Task prompt: A word-for-word copy of the lines from the one holding "Target: beige linen shirt" through the final line of the records below is the only output asked for.

Data under study:
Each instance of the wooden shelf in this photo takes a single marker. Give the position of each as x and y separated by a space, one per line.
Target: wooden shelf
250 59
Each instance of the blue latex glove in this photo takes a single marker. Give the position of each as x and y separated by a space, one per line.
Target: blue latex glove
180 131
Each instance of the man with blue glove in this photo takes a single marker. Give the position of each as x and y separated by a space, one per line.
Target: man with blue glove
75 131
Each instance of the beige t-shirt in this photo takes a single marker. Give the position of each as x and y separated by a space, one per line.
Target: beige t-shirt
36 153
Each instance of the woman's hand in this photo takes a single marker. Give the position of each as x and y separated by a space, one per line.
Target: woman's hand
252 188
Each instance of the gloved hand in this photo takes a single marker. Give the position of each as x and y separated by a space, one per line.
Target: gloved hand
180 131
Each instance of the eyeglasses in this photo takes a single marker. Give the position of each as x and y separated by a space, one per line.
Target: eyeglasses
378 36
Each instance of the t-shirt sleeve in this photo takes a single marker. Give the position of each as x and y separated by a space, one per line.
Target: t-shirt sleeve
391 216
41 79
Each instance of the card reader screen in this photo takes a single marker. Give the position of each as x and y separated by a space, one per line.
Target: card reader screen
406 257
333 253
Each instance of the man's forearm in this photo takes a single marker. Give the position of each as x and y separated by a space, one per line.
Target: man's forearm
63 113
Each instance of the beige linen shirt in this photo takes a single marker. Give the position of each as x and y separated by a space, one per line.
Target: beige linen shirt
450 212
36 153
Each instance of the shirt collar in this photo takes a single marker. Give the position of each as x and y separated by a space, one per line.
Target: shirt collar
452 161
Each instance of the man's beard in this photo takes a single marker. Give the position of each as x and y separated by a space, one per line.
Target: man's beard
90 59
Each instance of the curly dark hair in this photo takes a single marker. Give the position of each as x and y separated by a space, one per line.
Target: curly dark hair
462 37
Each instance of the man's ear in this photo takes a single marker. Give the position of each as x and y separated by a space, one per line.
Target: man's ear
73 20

Answer space:
Target: beige linen shirt
450 212
36 153
Each instance of the shirt collar in this photo takes a single marker. Give the position of each as x and y separated by a space, one per line.
Target: shirt collar
452 161
Each instance of the man's beard in this photo takes a single marker. Give the position of each as x and y separated by a space, one per line.
Target: man's beard
90 59
Each instance of the curly dark hair in this photo takes a single marker. Give the position of each as x and y separated by a space, one per line.
Target: curly dark hair
462 37
Each instance of the man's ear in this photo takes a single marker. Give the position of each as x and y separated by a space, one per line.
Target: man's ear
73 20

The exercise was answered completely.